(关于物体出现位置的数据集记录)
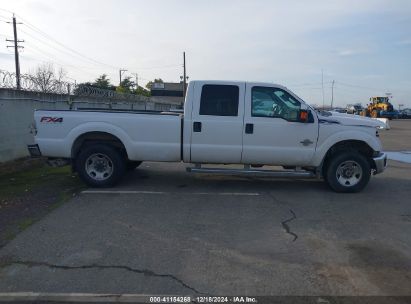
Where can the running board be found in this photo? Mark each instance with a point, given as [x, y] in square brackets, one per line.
[249, 171]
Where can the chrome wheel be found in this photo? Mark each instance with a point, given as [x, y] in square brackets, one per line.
[349, 173]
[99, 166]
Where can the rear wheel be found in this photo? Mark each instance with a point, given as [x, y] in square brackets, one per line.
[100, 165]
[348, 172]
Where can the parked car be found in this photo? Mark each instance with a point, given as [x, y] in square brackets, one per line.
[224, 122]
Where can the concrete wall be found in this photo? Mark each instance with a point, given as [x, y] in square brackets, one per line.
[17, 109]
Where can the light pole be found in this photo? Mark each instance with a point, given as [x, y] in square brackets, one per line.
[121, 73]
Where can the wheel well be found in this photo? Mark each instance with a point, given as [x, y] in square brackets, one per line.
[97, 137]
[356, 145]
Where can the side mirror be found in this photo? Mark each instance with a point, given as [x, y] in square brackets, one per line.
[303, 116]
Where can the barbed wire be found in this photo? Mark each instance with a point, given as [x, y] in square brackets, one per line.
[38, 84]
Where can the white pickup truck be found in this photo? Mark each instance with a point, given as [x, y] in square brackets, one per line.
[224, 122]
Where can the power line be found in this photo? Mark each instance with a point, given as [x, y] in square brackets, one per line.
[16, 47]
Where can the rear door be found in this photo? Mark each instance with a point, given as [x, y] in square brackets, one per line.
[217, 122]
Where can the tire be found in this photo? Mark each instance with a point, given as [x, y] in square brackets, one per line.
[348, 172]
[132, 165]
[100, 165]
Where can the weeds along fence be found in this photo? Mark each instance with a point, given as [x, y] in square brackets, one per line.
[17, 107]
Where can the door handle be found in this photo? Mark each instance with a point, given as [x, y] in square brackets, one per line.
[249, 128]
[196, 126]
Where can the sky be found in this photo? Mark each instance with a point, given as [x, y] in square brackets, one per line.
[364, 46]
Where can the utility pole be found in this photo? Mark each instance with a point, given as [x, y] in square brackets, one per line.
[184, 75]
[121, 74]
[16, 51]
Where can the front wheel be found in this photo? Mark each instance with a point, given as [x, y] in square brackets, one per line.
[348, 172]
[100, 165]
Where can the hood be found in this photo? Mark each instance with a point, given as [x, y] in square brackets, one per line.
[349, 120]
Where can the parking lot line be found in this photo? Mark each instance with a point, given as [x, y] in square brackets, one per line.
[161, 192]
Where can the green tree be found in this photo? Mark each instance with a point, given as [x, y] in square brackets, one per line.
[150, 83]
[142, 91]
[126, 85]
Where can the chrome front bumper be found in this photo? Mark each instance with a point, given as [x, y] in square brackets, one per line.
[380, 162]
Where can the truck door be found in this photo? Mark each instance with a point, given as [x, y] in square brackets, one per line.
[217, 122]
[273, 133]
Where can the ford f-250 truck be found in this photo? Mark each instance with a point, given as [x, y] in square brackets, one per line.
[224, 122]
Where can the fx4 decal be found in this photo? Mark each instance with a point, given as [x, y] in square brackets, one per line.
[46, 119]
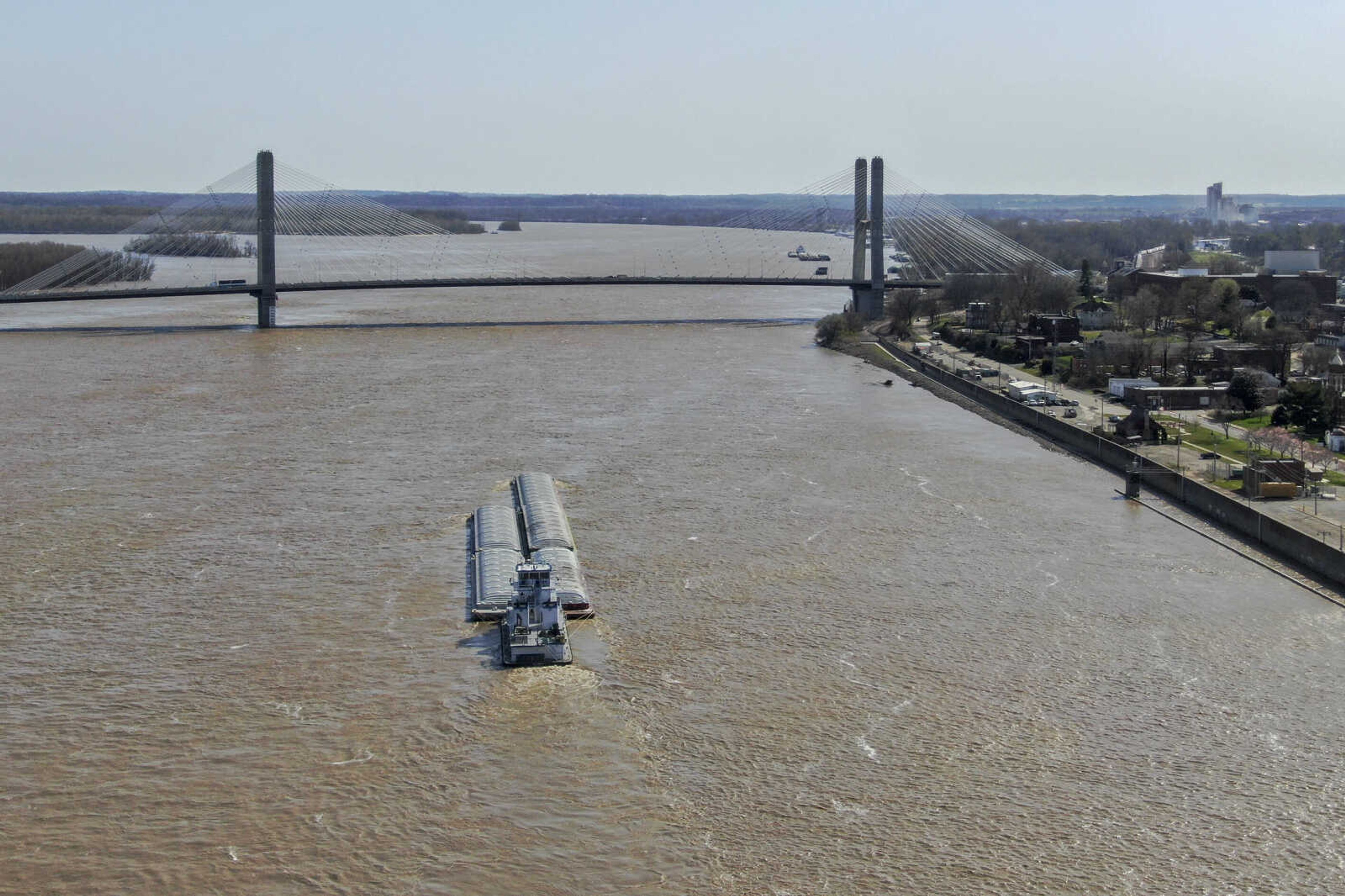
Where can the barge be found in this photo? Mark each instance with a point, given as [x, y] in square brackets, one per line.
[509, 549]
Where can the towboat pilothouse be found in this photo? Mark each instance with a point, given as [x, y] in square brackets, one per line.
[533, 630]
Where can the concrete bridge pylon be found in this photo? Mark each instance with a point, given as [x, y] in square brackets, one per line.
[868, 299]
[265, 240]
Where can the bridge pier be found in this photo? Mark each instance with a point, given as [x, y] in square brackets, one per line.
[265, 240]
[868, 301]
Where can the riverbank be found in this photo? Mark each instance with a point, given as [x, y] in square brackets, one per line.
[1300, 551]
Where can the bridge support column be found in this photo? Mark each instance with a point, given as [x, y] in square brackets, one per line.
[861, 216]
[265, 240]
[868, 301]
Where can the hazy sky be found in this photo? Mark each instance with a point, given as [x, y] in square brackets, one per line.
[513, 96]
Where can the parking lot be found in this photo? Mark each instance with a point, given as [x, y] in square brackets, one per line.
[1323, 517]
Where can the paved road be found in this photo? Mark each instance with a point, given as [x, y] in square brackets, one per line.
[1324, 518]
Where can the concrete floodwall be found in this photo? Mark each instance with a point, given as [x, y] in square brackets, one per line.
[1227, 510]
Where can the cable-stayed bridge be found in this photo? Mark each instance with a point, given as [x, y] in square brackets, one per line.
[269, 229]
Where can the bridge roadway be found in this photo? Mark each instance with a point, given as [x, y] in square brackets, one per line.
[336, 286]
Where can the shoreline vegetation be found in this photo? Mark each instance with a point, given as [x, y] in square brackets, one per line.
[1286, 551]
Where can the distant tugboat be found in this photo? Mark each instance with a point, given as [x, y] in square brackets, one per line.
[533, 630]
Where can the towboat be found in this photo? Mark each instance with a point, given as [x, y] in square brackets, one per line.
[533, 630]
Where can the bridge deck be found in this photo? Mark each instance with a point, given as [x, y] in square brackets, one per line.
[336, 286]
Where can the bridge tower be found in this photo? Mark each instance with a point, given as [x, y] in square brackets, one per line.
[868, 298]
[265, 291]
[861, 216]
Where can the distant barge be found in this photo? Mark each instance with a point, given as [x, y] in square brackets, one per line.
[525, 574]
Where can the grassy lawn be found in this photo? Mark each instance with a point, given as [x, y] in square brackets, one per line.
[1258, 422]
[1211, 440]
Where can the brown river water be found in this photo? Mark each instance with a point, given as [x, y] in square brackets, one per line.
[850, 640]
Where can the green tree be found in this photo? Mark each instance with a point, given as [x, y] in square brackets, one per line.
[1305, 407]
[1244, 392]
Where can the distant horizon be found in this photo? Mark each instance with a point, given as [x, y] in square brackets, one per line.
[1195, 197]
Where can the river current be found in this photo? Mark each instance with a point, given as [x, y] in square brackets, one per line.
[850, 638]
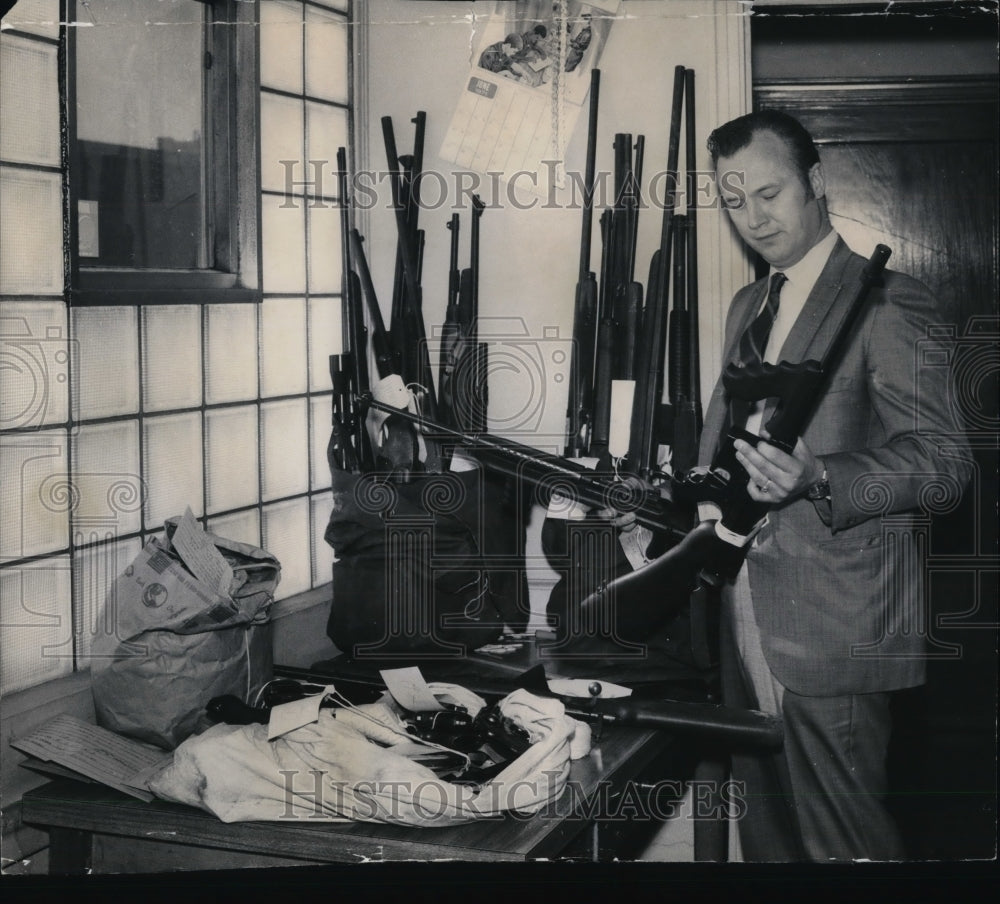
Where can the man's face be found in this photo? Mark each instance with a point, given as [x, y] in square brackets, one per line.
[770, 206]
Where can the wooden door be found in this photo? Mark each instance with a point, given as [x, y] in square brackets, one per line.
[913, 164]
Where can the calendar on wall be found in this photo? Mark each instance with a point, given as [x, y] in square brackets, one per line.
[528, 81]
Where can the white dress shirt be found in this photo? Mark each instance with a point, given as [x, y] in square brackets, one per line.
[802, 277]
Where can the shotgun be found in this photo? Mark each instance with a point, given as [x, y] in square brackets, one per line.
[643, 441]
[385, 359]
[713, 552]
[552, 474]
[450, 333]
[349, 448]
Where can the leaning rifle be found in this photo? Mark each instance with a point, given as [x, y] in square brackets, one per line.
[734, 727]
[713, 552]
[579, 409]
[552, 474]
[349, 448]
[643, 441]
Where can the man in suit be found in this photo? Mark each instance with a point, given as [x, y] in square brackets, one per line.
[826, 617]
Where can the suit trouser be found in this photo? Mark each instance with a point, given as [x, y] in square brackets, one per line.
[821, 797]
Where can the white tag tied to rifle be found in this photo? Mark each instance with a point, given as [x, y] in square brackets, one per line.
[391, 391]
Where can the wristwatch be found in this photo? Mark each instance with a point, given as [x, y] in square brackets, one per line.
[819, 490]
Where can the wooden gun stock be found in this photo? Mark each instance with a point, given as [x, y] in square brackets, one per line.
[579, 408]
[645, 599]
[551, 473]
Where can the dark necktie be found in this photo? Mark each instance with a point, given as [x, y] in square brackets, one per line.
[753, 343]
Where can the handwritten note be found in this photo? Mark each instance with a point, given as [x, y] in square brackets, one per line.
[95, 753]
[200, 554]
[409, 690]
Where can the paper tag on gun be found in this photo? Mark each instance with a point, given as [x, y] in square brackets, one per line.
[409, 690]
[286, 717]
[563, 508]
[200, 554]
[634, 544]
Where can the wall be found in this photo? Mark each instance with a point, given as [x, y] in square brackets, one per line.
[417, 57]
[224, 408]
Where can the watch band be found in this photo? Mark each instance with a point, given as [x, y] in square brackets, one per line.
[820, 489]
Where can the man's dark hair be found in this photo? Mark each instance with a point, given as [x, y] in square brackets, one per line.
[738, 133]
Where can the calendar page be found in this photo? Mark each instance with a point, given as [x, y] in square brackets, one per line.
[528, 81]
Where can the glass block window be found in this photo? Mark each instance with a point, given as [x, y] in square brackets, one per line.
[114, 418]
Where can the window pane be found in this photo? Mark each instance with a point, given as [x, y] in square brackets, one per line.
[36, 627]
[281, 167]
[281, 46]
[242, 526]
[283, 346]
[322, 508]
[231, 441]
[325, 339]
[94, 574]
[106, 479]
[35, 494]
[320, 410]
[29, 98]
[284, 244]
[325, 267]
[327, 128]
[326, 55]
[232, 353]
[171, 357]
[284, 449]
[39, 17]
[286, 536]
[173, 467]
[140, 113]
[105, 384]
[34, 363]
[30, 232]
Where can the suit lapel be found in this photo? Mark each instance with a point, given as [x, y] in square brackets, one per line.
[824, 301]
[824, 305]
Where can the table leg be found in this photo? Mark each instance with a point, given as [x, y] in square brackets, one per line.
[711, 836]
[69, 852]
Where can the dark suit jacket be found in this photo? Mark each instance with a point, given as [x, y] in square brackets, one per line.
[840, 606]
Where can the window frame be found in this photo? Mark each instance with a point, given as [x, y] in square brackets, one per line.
[233, 179]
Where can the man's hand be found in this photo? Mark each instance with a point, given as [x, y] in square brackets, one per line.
[776, 476]
[625, 521]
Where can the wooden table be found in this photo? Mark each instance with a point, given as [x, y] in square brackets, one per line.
[96, 828]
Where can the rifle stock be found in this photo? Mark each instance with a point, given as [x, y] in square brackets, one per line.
[643, 439]
[645, 599]
[552, 473]
[349, 446]
[579, 408]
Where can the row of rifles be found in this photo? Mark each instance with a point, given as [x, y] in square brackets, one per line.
[402, 349]
[620, 340]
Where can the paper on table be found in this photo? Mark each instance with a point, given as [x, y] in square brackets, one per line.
[409, 690]
[200, 555]
[580, 687]
[286, 717]
[95, 752]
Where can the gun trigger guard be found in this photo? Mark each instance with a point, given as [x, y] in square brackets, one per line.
[735, 539]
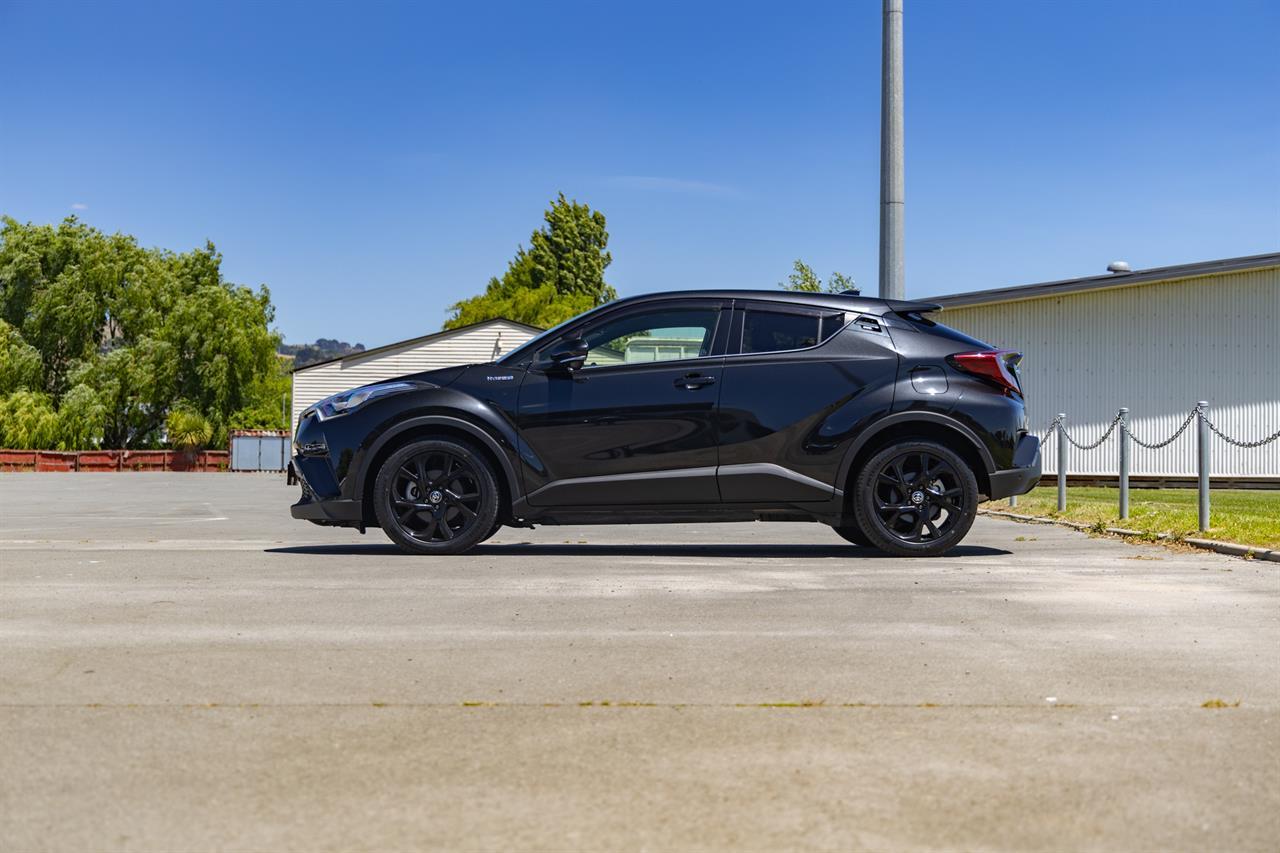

练习说明 - 把上面记录里含有“pole”这个词的行全部摘出来，一行不漏。

书面回答 -
Where can the light pole be found in this photo? Mark each instance with a point, given as [x, y] in square brackets, one per line.
Where can the utility pole be found in this photo? Mark each instance with a point, given as [x, y] in square brackets, one per line.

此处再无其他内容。